第448回のスポットライトリサーチは、東京工業大学 工学院 機械系 機械コース 村上陽一研究室の長 勇毅(ちょう ゆうき)さんにお願いしました。
村上研究室では、環境・エネルギー技術の創出に関連した新材料開発,システム設計,基礎科学の追究に取り組んでいます。具体的にはフォトン・アップコンバージョン,フロー熱電発電に加え,革新的なCO2の吸収材と分離システムの開発,全固体電池素材の創出を追求しています。
本プレスリリースの研究成果は、熱エネルギーを電力に変換する熱電変換についてです。従来、熱電変換には固体素子を用いるアプローチが検討されていますが、世の中に多く存在する200 ℃以下の排熱・廃熱には適用が難しい側面があります。また、熱電素子は通常剛体板のため、さまざまな表面形状をもつ熱源に適用しづらいという側面もあります。そこで、酸化還元対(酸化種と還元種のペア)を溶媒に溶かした電解液を用いる熱化学電池の熱電変換が近年急速に注目を集めています。この熱化学電池の発電量は「ゼーベック係数α」と「電解液の導電率L」に関連していますが、これらの値を決めている根本因子は未確立で、値に対する説明規範と予測性を確立する必要がありました。そこで本研究グループでは、溶液化学分野で蓄積されてきた知見が、熱化学電池研究が抱える上記問題の解決に有用であることに気付き、性能支配因子について根本的な理解と洞察を構築し、その性能予測設計への道を拓くことに成功しました。

演習課題 =>
1. 熱電変換の研究紹介文によると、酸化還元対を溶かした電解液を用いる熱化学電池が近年注目されているのはなぜですか。本文に書かれた理由を1～3文で説明してください。
2. 熱電変換の研究紹介文を、最後の文の後から書き継いでください。

データ一覧 =>
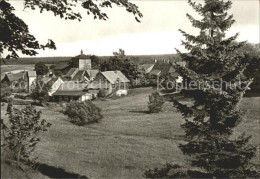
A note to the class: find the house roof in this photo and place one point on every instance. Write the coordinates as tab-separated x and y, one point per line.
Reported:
72	86
181	63
32	73
92	73
95	85
145	66
14	77
72	72
45	79
79	75
82	56
113	76
61	66
53	80
161	67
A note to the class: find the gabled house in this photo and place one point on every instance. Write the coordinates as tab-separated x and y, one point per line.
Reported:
53	82
71	91
145	68
91	74
74	74
63	67
110	81
71	73
11	78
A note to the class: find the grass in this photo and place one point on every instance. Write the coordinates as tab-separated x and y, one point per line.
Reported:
127	141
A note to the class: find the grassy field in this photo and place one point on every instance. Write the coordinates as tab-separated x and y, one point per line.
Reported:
127	141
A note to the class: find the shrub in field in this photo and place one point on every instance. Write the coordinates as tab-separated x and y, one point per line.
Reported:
19	96
155	103
168	171
82	113
5	93
102	93
20	136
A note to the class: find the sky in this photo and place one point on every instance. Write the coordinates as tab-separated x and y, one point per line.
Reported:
156	34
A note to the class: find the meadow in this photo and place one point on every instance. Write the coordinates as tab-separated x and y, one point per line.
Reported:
127	141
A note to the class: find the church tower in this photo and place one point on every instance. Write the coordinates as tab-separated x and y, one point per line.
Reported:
84	61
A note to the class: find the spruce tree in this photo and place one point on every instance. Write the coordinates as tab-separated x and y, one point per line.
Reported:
216	71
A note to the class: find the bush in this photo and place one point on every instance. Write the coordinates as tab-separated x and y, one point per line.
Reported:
102	93
5	93
167	171
21	134
155	103
82	113
19	96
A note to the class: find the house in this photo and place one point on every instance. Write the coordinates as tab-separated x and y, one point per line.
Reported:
145	68
110	81
82	61
62	66
71	73
31	76
71	91
74	74
53	82
13	78
91	74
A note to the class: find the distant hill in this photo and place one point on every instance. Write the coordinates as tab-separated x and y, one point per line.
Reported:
54	60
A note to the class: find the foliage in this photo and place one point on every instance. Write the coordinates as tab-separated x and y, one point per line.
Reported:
155	103
95	62
40	91
122	63
6	92
102	93
82	113
41	68
167	171
20	136
20	96
214	113
15	35
58	73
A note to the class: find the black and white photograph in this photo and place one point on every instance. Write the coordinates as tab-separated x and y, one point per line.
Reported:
130	89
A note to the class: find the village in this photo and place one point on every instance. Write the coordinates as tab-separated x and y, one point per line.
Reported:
129	89
83	82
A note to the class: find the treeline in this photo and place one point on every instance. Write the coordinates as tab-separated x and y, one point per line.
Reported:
141	59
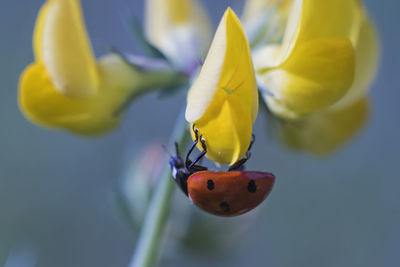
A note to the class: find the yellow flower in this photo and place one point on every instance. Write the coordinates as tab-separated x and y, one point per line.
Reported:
314	66
366	43
66	87
223	101
323	132
174	26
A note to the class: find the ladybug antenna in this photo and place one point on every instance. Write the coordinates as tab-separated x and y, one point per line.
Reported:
177	148
166	149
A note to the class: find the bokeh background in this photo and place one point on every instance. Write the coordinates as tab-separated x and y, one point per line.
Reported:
57	204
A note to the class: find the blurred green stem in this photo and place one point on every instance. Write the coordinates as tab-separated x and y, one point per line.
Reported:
157	212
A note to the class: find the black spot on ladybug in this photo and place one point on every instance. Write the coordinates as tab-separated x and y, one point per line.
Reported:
224	206
210	185
252	187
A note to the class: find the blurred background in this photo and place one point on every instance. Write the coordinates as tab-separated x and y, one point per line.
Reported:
57	190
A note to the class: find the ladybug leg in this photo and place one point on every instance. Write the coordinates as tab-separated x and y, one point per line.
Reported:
239	165
203	144
196	134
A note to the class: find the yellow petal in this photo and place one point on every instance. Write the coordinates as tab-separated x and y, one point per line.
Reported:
174	26
43	104
223	101
367	58
318	74
314	67
61	44
324	132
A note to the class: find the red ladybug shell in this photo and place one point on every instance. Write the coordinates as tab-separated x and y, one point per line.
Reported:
229	193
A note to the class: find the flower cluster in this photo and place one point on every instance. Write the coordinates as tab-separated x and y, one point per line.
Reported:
312	62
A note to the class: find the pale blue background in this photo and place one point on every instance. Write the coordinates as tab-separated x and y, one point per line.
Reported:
56	205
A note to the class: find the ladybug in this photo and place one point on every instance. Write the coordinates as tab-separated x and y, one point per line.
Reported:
224	193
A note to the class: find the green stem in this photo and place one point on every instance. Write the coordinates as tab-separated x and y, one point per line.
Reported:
157	212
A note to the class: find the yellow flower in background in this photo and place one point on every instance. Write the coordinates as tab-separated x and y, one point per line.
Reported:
322	133
223	101
180	29
314	66
366	43
66	87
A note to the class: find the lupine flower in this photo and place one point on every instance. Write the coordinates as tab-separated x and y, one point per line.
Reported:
323	132
66	87
314	66
223	101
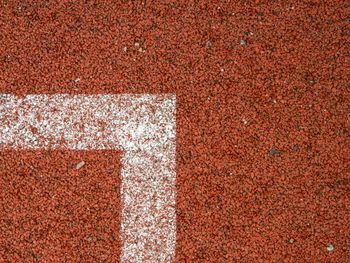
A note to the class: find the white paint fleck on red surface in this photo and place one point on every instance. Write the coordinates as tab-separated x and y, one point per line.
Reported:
141	126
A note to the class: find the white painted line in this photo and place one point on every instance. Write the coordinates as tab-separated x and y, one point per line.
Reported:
142	126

最終解答 =>
1. 固体素子を用いる従来の熱電変換は、世の中に多く存在する200 ℃以下の排熱・廃熱には適用が難しいからです。また、熱電素子は通常剛体板であるため、さまざまな表面形状をもつ熱源に適用しづらいという側面もあるからです。

2.
この研究成果は、「Physical Chemistry Chemical Physics」誌に掲載され、プレスリリースにも成果の概要が公開されています。
Yuki Cho, Shinya Nagatsuka, and Yoichi Murakami
Phys. Chem. Chem. Phys., 2022,24, 21396-21405
DOI: doi.org/10.1039/D2CP02985E
研究室を主宰されている村上 陽一教授より長さんについてコメントを頂戴いたしました!
長君は機械系の学生さんで,2020年4月に学部4年で来てくれました.エネルギー利用に興味があり,卒論研究と修論研究では,当研究室で創出したフロー熱電発電の元である熱電気化学発電(熱化学電池)の根本メカニズム解明の研究に取り組んで頂きました.輸送論を基盤とする機械・熱流体系の文脈は残しつつ,根底で現象を支配する物理化学に究明の深掘りを行い,今回の成果につながる粘り強い実験と量子化学計算とを完遂したのは見事であり,高く評価しています.論文をご覧頂ければ,Chemistが典型的にとる切り口とはやや違うであろう,輸送論からアプローチした機械+化学のFusionテイストを感じて頂けると思います.彼は革新的な研究領域には学問の垣根は存在せずむしろ多次元空間になっていることを見抜いており,将来きっと科学技術に貢献する人材に育ってくれると期待しています.
Q1. 今回プレスリリースとなったのはどんな研究ですか?簡単にご説明ください。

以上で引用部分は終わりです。